Work to complete:
A word-for-word copy of the data, with no images, is the required answer.

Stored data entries
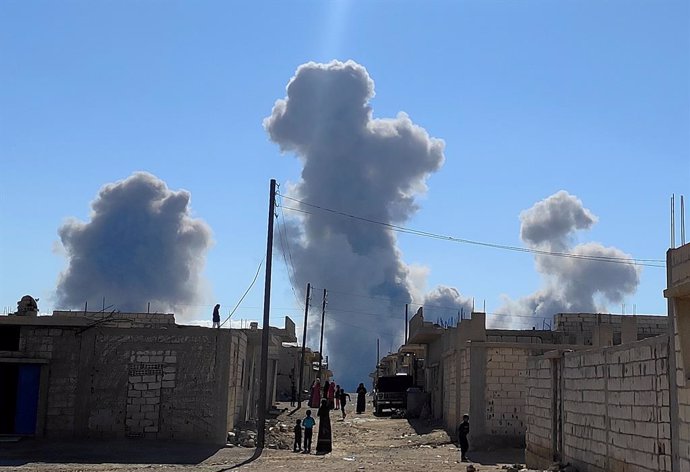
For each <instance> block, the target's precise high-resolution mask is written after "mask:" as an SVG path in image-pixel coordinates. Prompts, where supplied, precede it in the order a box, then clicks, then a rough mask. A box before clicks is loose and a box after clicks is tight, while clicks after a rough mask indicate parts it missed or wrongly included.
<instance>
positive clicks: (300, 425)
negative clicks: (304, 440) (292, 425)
mask: <svg viewBox="0 0 690 472" xmlns="http://www.w3.org/2000/svg"><path fill="white" fill-rule="evenodd" d="M301 450H302V420H297V421H296V422H295V444H294V445H293V446H292V452H300V451H301Z"/></svg>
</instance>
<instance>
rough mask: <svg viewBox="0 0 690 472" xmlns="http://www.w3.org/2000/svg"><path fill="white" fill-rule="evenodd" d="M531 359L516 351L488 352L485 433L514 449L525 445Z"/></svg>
mask: <svg viewBox="0 0 690 472" xmlns="http://www.w3.org/2000/svg"><path fill="white" fill-rule="evenodd" d="M528 355H529V351H527V350H525V349H520V348H514V347H492V348H490V349H487V355H486V391H485V404H486V432H487V434H490V435H492V436H498V437H501V438H502V440H503V441H506V440H507V441H509V442H511V443H512V444H513V445H519V444H522V443H524V439H523V438H524V435H525V426H524V422H523V414H524V407H525V373H526V369H527V357H528ZM516 442H517V444H516Z"/></svg>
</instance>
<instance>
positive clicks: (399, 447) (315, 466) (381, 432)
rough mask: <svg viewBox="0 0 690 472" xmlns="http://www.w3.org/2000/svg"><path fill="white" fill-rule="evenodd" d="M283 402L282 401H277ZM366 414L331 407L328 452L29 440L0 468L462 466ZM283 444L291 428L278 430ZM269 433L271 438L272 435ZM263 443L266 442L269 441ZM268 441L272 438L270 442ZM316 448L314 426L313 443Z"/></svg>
mask: <svg viewBox="0 0 690 472" xmlns="http://www.w3.org/2000/svg"><path fill="white" fill-rule="evenodd" d="M282 406H284V407H289V405H282ZM352 406H354V405H348V408H350V407H352ZM367 407H368V410H367V412H366V413H364V414H361V415H357V414H355V413H354V412H352V410H353V408H350V411H351V412H350V414H348V416H347V417H346V418H345V420H342V419H341V415H340V413H339V412H337V413H336V412H333V413H332V415H331V421H332V426H333V452H332V453H330V454H326V455H315V454H310V455H306V454H299V453H293V452H292V451H291V450H281V449H268V448H266V449H264V450H263V451H257V450H255V449H247V448H242V447H226V448H220V449H219V448H218V447H209V446H206V445H198V444H180V443H171V442H162V441H146V442H142V441H141V440H138V441H137V440H129V441H126V440H123V441H107V442H106V441H89V442H85V441H81V442H72V441H60V442H58V441H31V440H24V441H21V442H19V443H14V444H13V443H2V442H0V467H1V468H2V470H3V471H4V470H18V471H22V472H38V471H48V470H50V471H55V470H64V471H66V470H70V471H96V472H108V471H117V472H121V471H126V470H154V471H166V472H172V471H180V472H182V471H187V470H189V471H191V470H195V471H204V472H206V471H208V472H211V471H214V472H221V471H226V470H246V471H261V470H266V471H268V470H270V471H275V470H285V471H300V472H302V471H304V472H310V471H314V472H316V471H318V472H323V471H324V470H328V471H329V472H339V471H359V470H367V471H395V472H408V471H409V472H412V471H420V470H433V471H446V470H448V471H450V470H453V471H458V470H462V471H465V470H466V466H467V464H466V463H461V462H459V460H460V452H459V449H458V448H457V447H456V445H455V444H453V443H452V442H451V441H450V438H449V437H448V435H447V434H446V432H445V431H444V430H443V429H441V428H440V427H435V426H434V425H432V424H430V423H428V422H425V421H408V420H405V419H393V418H391V417H390V416H382V417H376V416H374V415H373V414H372V411H371V404H369V405H367ZM305 410H306V408H304V407H303V408H302V409H301V410H298V411H296V412H294V413H293V414H292V415H291V416H289V414H290V411H289V410H288V411H285V412H284V413H283V414H282V415H281V416H280V417H279V420H281V421H283V422H284V423H285V424H286V425H288V428H289V431H291V426H292V425H294V420H295V419H297V418H302V417H303V416H304V411H305ZM280 434H281V435H282V436H283V437H282V438H281V439H284V440H286V441H288V442H289V443H290V444H291V443H292V433H291V432H286V433H280ZM274 439H275V438H274ZM269 442H270V441H269ZM273 442H275V441H273ZM315 447H316V430H315V431H314V443H313V449H315ZM313 449H312V450H313ZM468 456H469V458H470V459H471V460H472V464H474V466H475V467H476V470H477V471H482V472H483V471H496V470H501V469H502V466H503V465H505V464H513V463H521V462H522V461H523V451H522V450H500V451H493V452H489V453H478V452H477V453H474V454H473V453H470V454H468Z"/></svg>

Task solution:
For each <instance> block, the target's precise high-resolution mask is written after "mask:" as an SVG path in image-pixel coordinates. Prompts, where supplied, precede it in the order a box, then clicks, then a rough mask. A box before clicks is loose and a box after clicks is tight, while clicks after a rough mask indicate parts it missed or wrongly included.
<instance>
positive clicks: (300, 425)
negative clicks: (304, 440) (292, 425)
mask: <svg viewBox="0 0 690 472" xmlns="http://www.w3.org/2000/svg"><path fill="white" fill-rule="evenodd" d="M301 450H302V420H297V421H296V422H295V444H294V445H293V446H292V452H300V451H301Z"/></svg>
</instance>
<instance>
rough mask: <svg viewBox="0 0 690 472" xmlns="http://www.w3.org/2000/svg"><path fill="white" fill-rule="evenodd" d="M531 359L516 351L488 352L485 433L514 449L525 445Z"/></svg>
mask: <svg viewBox="0 0 690 472" xmlns="http://www.w3.org/2000/svg"><path fill="white" fill-rule="evenodd" d="M528 355H529V351H527V350H525V349H520V348H514V347H492V348H490V349H487V355H486V391H485V404H486V432H487V434H490V435H492V436H498V437H501V438H502V440H503V441H506V440H507V441H509V442H511V443H512V444H513V445H519V444H522V443H524V439H523V438H524V435H525V426H524V422H523V414H524V407H525V373H526V369H527V357H528ZM516 442H517V444H516Z"/></svg>
</instance>
<instance>
positive clicks: (399, 447) (315, 466) (381, 432)
rough mask: <svg viewBox="0 0 690 472" xmlns="http://www.w3.org/2000/svg"><path fill="white" fill-rule="evenodd" d="M283 402L282 401H277ZM366 414L331 407L328 452L29 440L0 468L462 466ZM283 444L291 428L278 430ZM269 433L271 438L272 435ZM263 443L266 442L269 441ZM268 441L272 438L270 442ZM316 448L314 426L313 443Z"/></svg>
mask: <svg viewBox="0 0 690 472" xmlns="http://www.w3.org/2000/svg"><path fill="white" fill-rule="evenodd" d="M282 406H284V407H289V405H282ZM352 406H354V405H348V408H350V407H352ZM367 407H368V410H367V412H366V413H364V414H361V415H357V414H355V413H354V412H352V410H353V408H350V411H351V412H350V414H348V416H347V417H346V418H345V420H342V419H341V415H340V413H339V412H337V413H336V412H333V413H332V415H331V421H332V426H333V452H332V453H330V454H326V455H315V454H310V455H306V454H299V453H293V452H292V451H291V450H281V449H268V448H266V449H264V450H263V451H257V450H255V449H247V448H242V447H226V448H220V449H219V448H218V447H209V446H206V445H198V444H180V443H171V442H162V441H146V442H142V441H141V440H138V441H137V440H129V441H126V440H123V441H107V442H106V441H89V442H85V441H81V442H72V441H60V442H58V441H31V440H24V441H21V442H19V443H14V444H13V443H2V442H0V467H1V468H2V470H3V471H4V470H18V471H22V472H38V471H48V470H50V471H55V470H64V471H66V470H70V471H96V472H108V471H117V472H121V471H126V470H154V471H166V472H172V471H180V472H182V471H187V470H189V471H191V470H195V471H204V472H206V471H208V472H211V471H214V472H221V471H226V470H246V471H261V470H266V471H268V470H270V471H275V470H285V471H300V472H302V471H304V472H310V471H314V472H316V471H318V472H323V471H324V470H328V471H329V472H339V471H359V470H367V471H395V472H408V471H409V472H412V471H420V470H433V471H446V470H448V471H450V470H453V471H458V470H462V471H465V470H466V466H467V464H466V463H461V462H459V460H460V452H459V449H458V448H457V447H456V445H455V444H453V443H452V442H451V441H450V438H449V437H448V435H447V434H446V432H445V431H444V430H443V429H441V428H440V427H435V426H434V425H432V424H430V423H428V422H425V421H408V420H405V419H393V418H391V417H390V416H382V417H376V416H374V415H373V414H372V411H371V404H369V405H367ZM305 410H306V408H304V407H303V408H302V409H301V410H298V411H296V412H294V413H293V414H292V415H291V416H289V414H290V411H289V410H288V411H285V412H284V413H283V414H282V415H281V416H280V417H279V420H281V421H283V422H284V423H285V424H286V425H288V428H289V431H291V426H292V425H294V420H295V419H297V418H302V417H303V416H304V411H305ZM280 434H281V435H282V436H283V437H282V438H281V439H284V440H286V441H288V442H289V443H290V444H291V443H292V433H291V432H286V433H280ZM274 439H275V438H274ZM269 442H270V441H269ZM273 442H275V441H273ZM315 447H316V430H315V431H314V443H313V449H315ZM313 449H312V450H313ZM468 456H469V458H470V459H471V460H472V464H474V466H475V467H476V470H477V471H482V472H483V471H496V470H501V469H502V466H503V465H505V464H513V463H521V462H522V461H523V451H522V450H500V451H493V452H489V453H478V452H477V453H474V454H473V453H470V454H468Z"/></svg>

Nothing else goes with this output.